● **Short task**: Extract every entry word for word.

┄┄┄┄┄┄┄┄┄┄┄┄┄┄┄┄┄┄┄┄

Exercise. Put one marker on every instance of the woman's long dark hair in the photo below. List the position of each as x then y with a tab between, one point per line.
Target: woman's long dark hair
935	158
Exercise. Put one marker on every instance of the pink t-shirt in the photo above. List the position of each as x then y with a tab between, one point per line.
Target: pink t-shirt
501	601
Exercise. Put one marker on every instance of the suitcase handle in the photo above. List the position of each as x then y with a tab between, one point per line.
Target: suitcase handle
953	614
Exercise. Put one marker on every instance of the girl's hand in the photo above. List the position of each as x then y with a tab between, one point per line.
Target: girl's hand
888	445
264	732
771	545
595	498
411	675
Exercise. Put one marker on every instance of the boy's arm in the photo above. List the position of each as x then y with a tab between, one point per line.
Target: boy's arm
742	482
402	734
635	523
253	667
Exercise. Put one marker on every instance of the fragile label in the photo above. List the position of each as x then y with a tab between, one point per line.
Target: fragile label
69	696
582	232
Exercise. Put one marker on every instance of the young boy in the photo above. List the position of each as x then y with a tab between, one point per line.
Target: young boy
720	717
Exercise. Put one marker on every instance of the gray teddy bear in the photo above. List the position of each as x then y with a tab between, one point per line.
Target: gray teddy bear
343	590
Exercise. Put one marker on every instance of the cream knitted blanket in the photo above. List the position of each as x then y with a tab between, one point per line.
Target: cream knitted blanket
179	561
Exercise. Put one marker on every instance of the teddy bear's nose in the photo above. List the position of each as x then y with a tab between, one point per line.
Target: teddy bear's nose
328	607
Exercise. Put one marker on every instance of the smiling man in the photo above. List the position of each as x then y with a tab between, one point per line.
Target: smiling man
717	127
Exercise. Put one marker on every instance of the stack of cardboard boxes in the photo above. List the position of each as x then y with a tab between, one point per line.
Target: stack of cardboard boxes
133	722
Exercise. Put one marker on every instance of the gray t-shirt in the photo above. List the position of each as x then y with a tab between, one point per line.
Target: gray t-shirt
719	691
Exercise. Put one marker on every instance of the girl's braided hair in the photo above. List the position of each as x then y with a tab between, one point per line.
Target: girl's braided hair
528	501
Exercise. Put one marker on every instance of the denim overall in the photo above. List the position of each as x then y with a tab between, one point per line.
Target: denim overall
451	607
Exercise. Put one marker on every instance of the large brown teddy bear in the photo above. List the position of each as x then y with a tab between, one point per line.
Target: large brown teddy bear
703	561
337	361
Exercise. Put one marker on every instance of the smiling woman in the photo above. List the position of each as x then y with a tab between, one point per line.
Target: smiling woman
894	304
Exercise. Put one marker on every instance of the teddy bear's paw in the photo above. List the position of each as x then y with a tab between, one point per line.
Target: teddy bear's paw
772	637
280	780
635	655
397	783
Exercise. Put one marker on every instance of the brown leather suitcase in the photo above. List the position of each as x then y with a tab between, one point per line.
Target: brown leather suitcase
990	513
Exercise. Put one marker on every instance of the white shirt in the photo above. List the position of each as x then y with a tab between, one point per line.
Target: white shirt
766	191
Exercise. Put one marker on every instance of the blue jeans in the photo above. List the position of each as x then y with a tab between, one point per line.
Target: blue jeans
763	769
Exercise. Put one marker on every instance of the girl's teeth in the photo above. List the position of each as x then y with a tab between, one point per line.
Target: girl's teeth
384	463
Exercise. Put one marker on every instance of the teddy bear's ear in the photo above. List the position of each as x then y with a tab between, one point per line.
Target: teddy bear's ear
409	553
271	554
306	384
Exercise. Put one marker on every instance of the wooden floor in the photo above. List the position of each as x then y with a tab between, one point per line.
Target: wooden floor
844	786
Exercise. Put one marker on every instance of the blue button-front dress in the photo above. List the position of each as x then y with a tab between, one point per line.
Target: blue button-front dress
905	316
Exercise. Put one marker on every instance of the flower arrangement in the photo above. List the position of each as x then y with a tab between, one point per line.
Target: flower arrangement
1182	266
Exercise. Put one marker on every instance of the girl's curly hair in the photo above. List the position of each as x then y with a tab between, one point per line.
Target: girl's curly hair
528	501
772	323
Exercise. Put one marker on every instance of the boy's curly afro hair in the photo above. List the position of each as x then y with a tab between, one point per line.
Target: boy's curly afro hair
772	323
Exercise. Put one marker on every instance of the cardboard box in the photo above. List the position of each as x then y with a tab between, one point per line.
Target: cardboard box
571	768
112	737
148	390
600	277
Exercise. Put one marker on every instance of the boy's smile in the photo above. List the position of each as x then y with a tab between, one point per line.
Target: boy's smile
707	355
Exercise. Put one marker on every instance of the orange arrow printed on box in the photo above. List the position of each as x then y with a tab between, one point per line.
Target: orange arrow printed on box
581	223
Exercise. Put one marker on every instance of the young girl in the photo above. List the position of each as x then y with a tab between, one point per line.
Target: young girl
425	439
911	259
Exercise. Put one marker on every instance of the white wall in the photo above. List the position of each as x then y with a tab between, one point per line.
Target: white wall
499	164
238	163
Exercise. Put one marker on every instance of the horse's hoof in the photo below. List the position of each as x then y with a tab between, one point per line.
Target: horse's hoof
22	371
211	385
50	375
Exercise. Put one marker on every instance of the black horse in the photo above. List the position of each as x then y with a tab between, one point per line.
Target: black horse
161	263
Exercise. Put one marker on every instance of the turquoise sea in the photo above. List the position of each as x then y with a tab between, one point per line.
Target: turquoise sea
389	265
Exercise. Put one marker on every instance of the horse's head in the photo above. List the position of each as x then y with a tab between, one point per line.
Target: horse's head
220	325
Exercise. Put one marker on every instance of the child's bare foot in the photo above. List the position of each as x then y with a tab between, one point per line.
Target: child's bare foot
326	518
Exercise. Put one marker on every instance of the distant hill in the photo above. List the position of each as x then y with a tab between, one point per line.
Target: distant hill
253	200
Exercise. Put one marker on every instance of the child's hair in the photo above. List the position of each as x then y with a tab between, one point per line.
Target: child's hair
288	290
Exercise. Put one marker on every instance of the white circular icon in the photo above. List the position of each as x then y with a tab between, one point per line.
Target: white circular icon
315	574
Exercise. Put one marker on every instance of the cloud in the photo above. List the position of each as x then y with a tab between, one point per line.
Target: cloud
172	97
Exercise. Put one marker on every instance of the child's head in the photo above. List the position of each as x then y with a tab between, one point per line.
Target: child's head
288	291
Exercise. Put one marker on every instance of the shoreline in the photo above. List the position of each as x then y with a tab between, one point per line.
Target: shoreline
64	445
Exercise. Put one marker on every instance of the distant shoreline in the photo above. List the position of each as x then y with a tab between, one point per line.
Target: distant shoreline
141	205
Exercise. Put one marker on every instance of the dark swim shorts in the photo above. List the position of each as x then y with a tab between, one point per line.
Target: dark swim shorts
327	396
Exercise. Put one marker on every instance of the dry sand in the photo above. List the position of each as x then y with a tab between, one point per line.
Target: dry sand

┄┄┄┄┄┄┄┄┄┄┄┄┄┄┄┄┄┄┄┄

● **Result of the exercise**:
Exercise. Put one marker on every instance of the woman's long dark hair in the photo below. List the position of each as x then y with a tab between, one point per line.
Target: woman's long dark hair
935	158
Exercise. Put one marker on every instance of the pink t-shirt in the photo above. List the position of each as x then y with a tab between, one point per line.
Target: pink t-shirt
501	601
Exercise. Put one marker on every instance of the suitcase handle in the photo above. List the position of each as x then y with a tab between, one point per line.
Target: suitcase handle
953	614
Exercise. Put one marker on every instance of the girl's hand in the photo above. List the position of each as x then y with a tab between, one point per line.
Target: girl's hand
888	445
264	732
771	545
595	498
411	675
Exercise. Put one marker on every instance of the boy's arm in the photo above. List the position of each as x then y with a tab between, one point per line.
Target: boy's arm
742	482
402	734
635	523
253	667
Exercise. Put one marker on every instance of the fragile label in the photo above. List the position of each as x then y with a tab between, one point per line.
Target: fragile label
69	696
582	232
Exercise. Put one marker on every instance of the young boy in the photo above. List the position of each as x then y with a tab between, one point per line.
Target: young boy
720	717
Exercise. Put one marker on every instance of the gray teddy bear in the photo above. List the position of each as x then y with a tab between, one point per line.
Target: gray teddy bear
343	590
Exercise. Put one marker on every instance of the cream knitted blanket in the photo above. List the position of each as x then y with a tab between, one point per line.
Target: cream knitted blanket
179	561
Exercise. Put one marker on every instance of the teddy bear's nose in the photo above. List the position of each as x then y with a tab between, one point per line.
Target: teddy bear's nose
328	607
Exercise. Put one marker on every instance of the smiling man in the photo above. List the position of each as x then y with a tab between, one point per line.
Target: smiling man
717	127
Exercise. Put one marker on every instance of the stack of cardboard boxes in the photo above. List the position of each as x then y with a tab between, one point per line.
Target: stack of cardboard boxes
133	722
Exercise. Put one marker on every instance of the gray t-shirt in the photo above. List the position of each as x then y with a tab between, one point per line.
Target: gray t-shirt
719	691
Exercise. Put one marker on every instance of the girl's braided hair in the photo above. List the position of each as x then y with a tab between, one point per line.
Target: girl's braided hair
528	501
Exercise. Put one marker on every instance of the denim overall in the photo above. List the position of each as x then y with a tab between, one point per line.
Target: denim overall
451	607
Exercise. Put one marker on every instance of the large brown teddy bear in the photo above. List the position of each as x then y with a tab between, one point per line.
Target: large brown teddy bear
703	561
337	361
Exercise. Put one marker on every instance of the smiling woman in the photo above. List the position of each as x then y with a tab between, one point per line.
Target: smiling woman
894	304
Exercise. Put one marker on every instance of the teddy bear's paw in the photo above. List the position of each as x then y with a tab between, one point per line.
Target: teddy bear's paw
772	637
280	780
635	655
397	783
Exercise. Put one marker on every instance of the brown leather suitcase in the photo above. List the position of each as x then y with a tab between, one point per line.
Target: brown leather suitcase
990	513
Exercise. Put one marker on every instance of the white shirt in the photo above. List the position of each as x then y with a tab between, one point per line.
Target: white shirt
766	191
Exercise. Put one marker on every instance of the blue jeans in the photo above. List the position of each as x then y with a tab between, one point per line.
Target: blue jeans
763	769
Exercise. Put one marker on every instance of the girl's teeth in the photo above. List the position of each as x then y with a tab between, one point per line.
Target: girl's teeth
384	463
Exercise. Put one marker on every instance of the teddy bear's ear in the photo above. List the position of each as x then y with a tab between, one point per line.
Target: teddy bear's ear
409	553
271	554
306	384
Exercise. Put one marker on every instance of the wooden floor in the photo above. List the position of each as x then y with a tab between, one point per line.
Target: wooden floor
844	786
Exercise. Put one marker on every instance of the blue button-front dress in the photo above. List the position of each as x then y with a tab between, one point per line.
Target: blue button-front dress
905	316
Exercise. Put one marker on every instance of the flower arrangement in the photo above. List the position of each as x then y with a tab between, one point per line.
Target: flower arrangement
1182	266
Exercise. Put one marker on every instance of the girl's curly hair in the photo above. List the position of each as x then y with a tab between, one point per line.
Target: girl's curly hair
528	501
772	323
Exercise. Put one marker on every instance of the boy's curly afro hair in the photo above. List the position of each as x then y with a tab between, one point per line.
Target: boy's curly afro hair
772	323
Exercise. Put one marker on every instance of the cardboard box in the photo above. List the position of each as x then y with a tab between, one point per line.
Target: cardboard box
571	768
112	737
148	390
600	277
Exercise. Put one marker on every instance of the boy's smile in the photo above. List the position of each as x then y with a tab between, one point per line.
Target: boy's smile
707	355
Exercise. Put one marker on every instance of the orange arrow printed on box in the photo above. List the position of each as x then y with a tab between, one point per line.
Target: orange arrow printed on box
581	223
Exercise. Put one marker on every instance of the young girl in the photo above. List the position of each as x then y with a tab between, one point per line.
Target: young girl
425	439
911	259
Exercise. Put one marker on every instance of the white wall in the photo above. List the position of each as x then y with a tab between, one point per line.
Target: white wall
499	164
238	163
Exercise. Put one marker on every instance of the horse's hoof in the photo below. List the position of each as x then y with a tab between, one point per line.
Target: horse's hoof
22	371
211	385
50	375
Exercise. Put one marker on every instance of the black horse in the photo above. List the position of each as x then y with a tab between, one point per line.
Target: black horse
161	263
Exercise. Put one marker on every instance of the turquoise sea in the photo above. List the position of each as x then y with a tab between, one point per line.
Target: turquoise sea
389	265
Exercise. Put one marker on every instance of the horse's head in the photo above. List the position of each as x then y with a tab between, one point per line.
Target: horse's head
220	325
Exercise. Put one marker on every instance of the child's bare foot in the photo above. List the position of each as x then y with a tab between, one point per line.
Target: child's bare foot
326	518
Exercise. Put one marker on every instance of the distant hill in the photo above. List the position of each as x then y with a tab between, one point per line.
Target: distant hill
253	200
Exercise. Put one marker on every instance of the child's hair in the photo above. List the position of each as x then y with a tab between, one point per line.
Target: child's hair
288	290
Exercise. Put one marker on every instance of the white circular icon in the photo above. List the position of each as x then y with a tab between, one point per line.
Target: white circular icon
315	574
Exercise. Put one marker on every instance of the cloud in the photo above. List the position of each as x then y with a tab between, one point per line.
Target: cloud
172	97
Exercise. Put one marker on every instance of the child's head in the photo above. List the position of each as x then y with a tab between, one point per line.
Target: child's head
288	291
Exercise. Put one marker on every instance of the shoreline in the photo above. List the position of each as x then y with a tab between, one point per line.
Target: shoreline
64	445
Exercise. Put one marker on every instance of the distant shoreline in the photo above. List the position of each as x then y with a tab between, one point per line.
Target: distant shoreline
141	205
Exercise. Put one marker on every instance of the dark swim shorts in the photo above. List the position of each as x then y with a tab between, one point per line.
Target: dark swim shorts
327	396
Exercise. Put one marker on every instance of the dry sand in the photo above. List the position of each as x then y with a tab between, one point per line.
Target: dry sand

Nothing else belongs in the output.